## Task instructions
Working through the records below, count the lines that include "after". The reply is that number alone.

## Source data
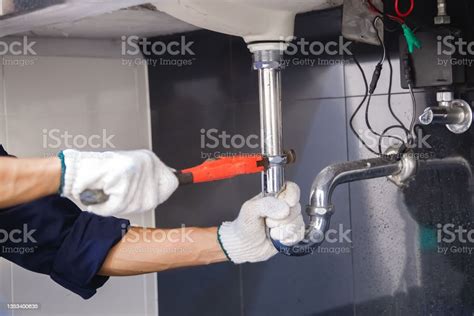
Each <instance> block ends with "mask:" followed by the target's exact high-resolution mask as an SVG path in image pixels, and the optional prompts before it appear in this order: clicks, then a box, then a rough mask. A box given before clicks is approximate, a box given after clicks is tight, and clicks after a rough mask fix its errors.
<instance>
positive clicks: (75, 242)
mask: <svg viewBox="0 0 474 316" xmlns="http://www.w3.org/2000/svg"><path fill="white" fill-rule="evenodd" d="M129 225H130V223H129V221H128V220H125V219H118V218H114V217H101V216H98V215H95V214H92V213H87V212H82V211H81V210H80V209H79V208H77V206H76V205H75V204H74V203H72V202H71V201H69V200H67V199H63V198H61V197H59V196H50V197H46V198H43V199H40V200H38V201H35V202H33V203H28V204H24V205H20V206H17V207H14V208H10V209H5V210H0V246H1V249H0V256H1V257H4V258H5V259H7V260H9V261H11V262H13V263H15V264H17V265H19V266H21V267H23V268H25V269H27V270H30V271H34V272H38V273H42V274H47V275H49V276H50V277H51V278H52V279H53V280H54V281H55V282H57V283H58V284H60V285H61V286H63V287H65V288H66V289H68V290H70V291H72V292H74V293H76V294H78V295H80V296H81V297H82V298H84V299H88V298H90V297H92V296H93V295H94V294H95V293H96V290H97V289H98V288H100V287H101V286H102V285H104V284H105V282H106V281H107V280H108V278H107V277H103V276H98V275H97V273H98V272H99V270H100V268H101V267H102V264H103V262H104V260H105V258H106V257H107V254H108V252H109V251H110V249H111V248H112V247H113V246H114V245H115V244H116V243H118V242H119V241H120V240H121V239H122V236H123V235H124V234H125V233H126V232H127V229H128V226H129ZM8 235H9V236H8Z"/></svg>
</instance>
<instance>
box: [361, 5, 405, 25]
mask: <svg viewBox="0 0 474 316" xmlns="http://www.w3.org/2000/svg"><path fill="white" fill-rule="evenodd" d="M396 1H397V2H398V0H396ZM411 1H414V0H411ZM367 3H368V4H369V9H370V11H372V12H374V13H378V14H381V15H384V13H383V12H382V11H380V10H379V9H378V8H377V7H376V6H375V5H374V4H373V3H372V1H371V0H367ZM412 11H413V10H412ZM410 13H411V12H410ZM385 15H386V16H387V17H388V18H389V19H390V20H392V21H395V22H398V23H400V24H404V23H405V20H404V19H402V18H401V17H398V16H394V15H391V14H385Z"/></svg>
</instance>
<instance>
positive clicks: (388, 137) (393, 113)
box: [350, 16, 416, 156]
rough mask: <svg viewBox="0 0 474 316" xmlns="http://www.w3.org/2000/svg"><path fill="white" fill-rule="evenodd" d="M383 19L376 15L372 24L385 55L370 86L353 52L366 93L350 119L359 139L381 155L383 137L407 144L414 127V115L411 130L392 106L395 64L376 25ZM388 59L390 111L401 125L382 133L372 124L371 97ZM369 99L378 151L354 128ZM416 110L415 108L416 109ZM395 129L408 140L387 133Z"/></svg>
mask: <svg viewBox="0 0 474 316" xmlns="http://www.w3.org/2000/svg"><path fill="white" fill-rule="evenodd" d="M379 19H380V20H381V21H382V23H383V20H382V18H381V17H379V16H378V17H376V18H375V19H374V20H373V21H372V25H373V27H374V29H375V31H376V33H377V38H378V40H379V42H380V44H381V46H382V48H383V56H382V58H381V59H380V61H379V62H378V64H377V66H376V69H375V71H374V74H373V76H372V82H371V84H370V87H369V84H368V81H367V77H366V76H365V72H364V70H363V68H362V66H361V65H360V63H359V61H358V59H357V57H356V56H355V55H354V54H353V59H354V62H355V63H356V65H357V67H358V68H359V70H360V72H361V74H362V78H363V81H364V85H365V95H364V98H363V100H362V102H361V103H360V104H359V106H358V107H357V108H356V110H355V112H354V113H353V114H352V116H351V119H350V128H351V130H352V132H353V133H354V135H355V136H356V137H357V138H358V139H359V141H360V142H361V143H362V144H363V145H364V147H365V148H366V149H367V150H369V151H370V152H371V153H373V154H375V155H376V156H381V155H382V141H383V139H385V138H392V139H395V140H397V141H399V142H400V143H401V144H402V146H406V144H407V143H409V142H411V140H412V139H411V137H410V136H411V135H410V130H412V129H413V125H414V124H413V122H414V116H413V118H412V124H411V126H410V130H409V129H408V128H407V127H406V126H405V125H404V124H403V122H402V120H401V119H400V118H399V117H398V116H397V115H396V114H395V112H394V111H393V107H392V102H391V98H392V86H393V66H392V63H391V60H390V55H389V52H388V49H387V47H386V46H385V43H384V41H383V40H382V38H381V36H380V33H379V31H378V29H377V27H376V22H377V20H379ZM385 60H387V61H388V63H389V68H390V76H389V77H390V78H389V87H388V108H389V111H390V114H391V115H392V117H393V118H394V119H395V120H396V121H397V122H398V123H399V124H400V125H391V126H389V127H387V128H386V129H385V130H384V131H383V132H382V133H378V132H377V131H375V130H374V129H373V128H372V126H371V124H370V119H369V113H370V104H371V98H372V95H373V93H374V91H375V88H376V86H377V83H378V80H379V79H380V75H381V71H382V65H383V63H384V61H385ZM411 94H412V103H413V107H414V108H415V107H416V105H415V104H416V103H415V102H416V101H413V98H414V95H413V93H411ZM367 99H368V102H367V107H366V113H365V123H366V125H367V127H368V128H369V130H370V131H371V132H372V133H373V134H375V135H377V136H379V141H378V151H379V152H378V153H377V152H376V151H375V150H374V149H372V148H370V147H369V146H368V145H367V143H366V142H365V141H364V140H363V139H362V138H361V136H360V135H359V133H358V132H356V131H355V129H354V124H353V122H354V119H355V117H356V116H357V114H358V113H359V111H360V110H361V108H362V106H363V105H364V103H365V101H366V100H367ZM414 111H415V109H414ZM394 129H400V130H403V131H404V133H405V134H406V138H407V140H406V142H405V141H404V140H403V139H401V138H400V137H398V136H393V135H387V133H388V132H389V131H391V130H394Z"/></svg>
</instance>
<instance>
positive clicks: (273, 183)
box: [253, 49, 286, 195]
mask: <svg viewBox="0 0 474 316" xmlns="http://www.w3.org/2000/svg"><path fill="white" fill-rule="evenodd" d="M253 56H254V69H256V70H258V81H259V95H260V142H261V149H262V155H263V156H264V157H267V158H268V162H269V165H268V168H266V170H265V171H264V172H263V173H262V192H263V194H264V195H277V194H278V193H279V192H280V191H281V190H282V189H283V186H284V185H285V164H286V156H285V155H284V151H283V136H282V108H281V60H282V57H283V51H281V50H276V49H272V50H257V51H255V52H254V55H253Z"/></svg>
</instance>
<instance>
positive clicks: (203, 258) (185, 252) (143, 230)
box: [99, 227, 227, 276]
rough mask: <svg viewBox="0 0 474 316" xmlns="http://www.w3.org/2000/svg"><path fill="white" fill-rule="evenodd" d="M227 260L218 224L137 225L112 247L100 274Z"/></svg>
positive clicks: (115, 273) (157, 268) (187, 265)
mask: <svg viewBox="0 0 474 316" xmlns="http://www.w3.org/2000/svg"><path fill="white" fill-rule="evenodd" d="M223 261H227V258H226V256H225V254H224V252H223V251H222V248H221V247H220V245H219V242H218V240H217V228H216V227H212V228H180V229H166V230H165V229H152V228H135V227H134V228H131V229H130V230H129V231H128V233H127V234H126V235H125V236H124V237H123V238H122V240H121V241H120V242H119V243H118V244H117V245H115V246H114V247H113V248H112V249H111V251H110V252H109V254H108V256H107V258H106V260H105V262H104V264H103V266H102V269H101V270H100V272H99V274H100V275H106V276H129V275H138V274H144V273H151V272H160V271H164V270H169V269H176V268H183V267H191V266H198V265H207V264H211V263H217V262H223Z"/></svg>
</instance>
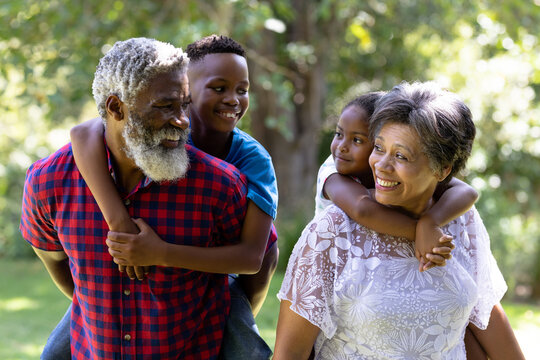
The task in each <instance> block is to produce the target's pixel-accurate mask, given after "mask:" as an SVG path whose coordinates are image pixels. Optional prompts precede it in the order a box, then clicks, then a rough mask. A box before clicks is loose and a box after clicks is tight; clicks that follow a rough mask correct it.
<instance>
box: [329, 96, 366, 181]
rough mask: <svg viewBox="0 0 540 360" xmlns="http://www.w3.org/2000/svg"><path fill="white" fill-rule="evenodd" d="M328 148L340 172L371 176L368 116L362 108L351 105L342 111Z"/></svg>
mask: <svg viewBox="0 0 540 360" xmlns="http://www.w3.org/2000/svg"><path fill="white" fill-rule="evenodd" d="M330 150H331V151H332V156H333V157H334V163H335V165H336V169H337V171H338V172H339V173H340V174H343V175H352V176H357V177H360V178H368V179H369V178H371V169H370V167H369V155H370V154H371V151H372V150H373V144H372V143H371V142H370V141H369V133H368V118H367V114H366V112H365V111H364V109H362V108H360V107H358V106H355V105H353V106H349V107H348V108H346V109H345V111H343V113H342V114H341V116H340V118H339V120H338V123H337V126H336V133H335V135H334V139H333V140H332V144H331V145H330ZM362 182H363V181H362Z"/></svg>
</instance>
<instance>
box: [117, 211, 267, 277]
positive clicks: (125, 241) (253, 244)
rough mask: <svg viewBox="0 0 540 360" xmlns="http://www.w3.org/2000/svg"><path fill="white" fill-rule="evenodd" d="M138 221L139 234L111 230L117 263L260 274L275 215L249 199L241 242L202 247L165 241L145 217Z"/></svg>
mask: <svg viewBox="0 0 540 360" xmlns="http://www.w3.org/2000/svg"><path fill="white" fill-rule="evenodd" d="M134 221H135V223H136V224H137V225H138V227H139V228H140V229H141V232H140V233H139V234H136V235H134V234H126V233H118V232H114V231H111V232H109V235H108V239H107V245H108V246H109V253H110V254H111V255H112V256H113V258H114V261H115V262H116V263H117V264H120V265H138V266H145V265H160V266H169V267H177V268H184V269H190V270H196V271H205V272H211V273H221V274H229V273H235V274H255V273H257V272H258V271H259V270H260V268H261V263H262V260H263V257H264V251H265V249H266V242H267V241H268V236H269V234H270V227H271V225H272V218H271V217H270V216H269V215H267V214H266V213H264V212H263V211H262V210H261V209H259V207H257V205H255V204H254V203H253V202H252V201H249V202H248V209H247V213H246V217H245V220H244V224H243V226H242V233H241V236H240V243H238V244H235V245H227V246H216V247H199V246H187V245H178V244H171V243H168V242H165V241H163V240H161V239H160V238H159V236H158V235H157V234H156V233H155V232H154V230H153V229H152V228H151V227H150V226H148V224H146V222H144V220H142V219H136V220H134Z"/></svg>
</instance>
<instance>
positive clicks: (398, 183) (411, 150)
mask: <svg viewBox="0 0 540 360" xmlns="http://www.w3.org/2000/svg"><path fill="white" fill-rule="evenodd" d="M369 163H370V165H371V169H372V171H373V175H374V177H375V199H376V200H377V202H379V203H381V204H384V205H389V206H398V207H401V208H403V209H405V210H407V211H408V212H410V213H412V214H414V215H420V214H422V213H423V212H424V211H425V210H426V209H427V207H428V206H429V204H430V201H431V198H432V196H433V192H434V191H435V187H436V186H437V183H438V182H439V181H440V180H442V179H444V177H442V175H441V176H437V175H436V174H435V172H434V171H433V170H431V167H430V166H429V159H428V157H427V156H426V155H425V154H424V153H423V151H422V146H421V139H420V137H419V136H418V134H417V133H416V131H414V130H413V129H412V128H411V127H410V126H409V125H405V124H397V123H389V124H386V125H384V126H383V127H382V129H381V130H380V132H379V134H377V136H376V137H375V144H374V148H373V153H372V154H371V156H370V158H369Z"/></svg>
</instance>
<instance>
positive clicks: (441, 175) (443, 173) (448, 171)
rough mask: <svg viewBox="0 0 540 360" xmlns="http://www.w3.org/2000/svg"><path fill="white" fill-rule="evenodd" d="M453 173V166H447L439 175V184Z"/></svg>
mask: <svg viewBox="0 0 540 360" xmlns="http://www.w3.org/2000/svg"><path fill="white" fill-rule="evenodd" d="M451 171H452V166H447V167H445V168H444V169H442V171H441V173H440V174H439V179H438V180H439V182H441V181H443V180H444V179H446V177H447V176H448V175H449V174H450V172H451Z"/></svg>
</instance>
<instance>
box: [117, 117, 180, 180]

## Answer below
2